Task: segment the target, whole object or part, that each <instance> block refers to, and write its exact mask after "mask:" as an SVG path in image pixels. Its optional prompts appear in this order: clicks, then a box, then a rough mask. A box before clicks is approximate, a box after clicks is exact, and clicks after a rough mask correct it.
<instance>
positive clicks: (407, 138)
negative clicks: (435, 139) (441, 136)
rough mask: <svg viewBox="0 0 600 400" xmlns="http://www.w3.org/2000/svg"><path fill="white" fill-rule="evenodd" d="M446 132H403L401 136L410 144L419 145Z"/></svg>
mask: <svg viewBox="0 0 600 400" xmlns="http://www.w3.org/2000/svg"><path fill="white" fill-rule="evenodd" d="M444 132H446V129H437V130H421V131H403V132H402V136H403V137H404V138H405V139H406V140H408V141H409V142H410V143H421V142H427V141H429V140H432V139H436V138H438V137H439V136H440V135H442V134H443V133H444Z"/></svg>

═══

▸ **Your goal**
Express the lines above as a two-column CSV with the headers input and output. Give one row for each answer, with the text it answers in input and the answer itself in output, each in a single quoted field with line breaks replaced by spaces.

▸ **Response to the task**
input,output
"Task: segment the target, whole object or part, that each <instance> block refers to, and write its exact mask after ""mask:"" as an SVG path in image pixels. Its optional prompts appear in this order: clicks, then a box, then a rough mask. A box before clicks is approximate, a box after clicks is exact, and clicks after a rough mask correct it. <instance> positive clicks: (407, 138) negative clicks: (435, 139) (441, 136) rough mask: <svg viewBox=""0 0 600 400"" xmlns=""http://www.w3.org/2000/svg""><path fill=""white"" fill-rule=""evenodd"" d=""M446 132H403L401 136L410 144L419 145Z""/></svg>","mask: <svg viewBox=""0 0 600 400"" xmlns=""http://www.w3.org/2000/svg""><path fill=""white"" fill-rule=""evenodd"" d=""M444 132H446V129H437V130H421V131H403V132H402V136H403V137H404V138H405V139H406V140H408V141H409V142H410V143H421V142H427V141H429V140H432V139H436V138H438V137H439V136H440V135H442V134H443V133H444Z""/></svg>"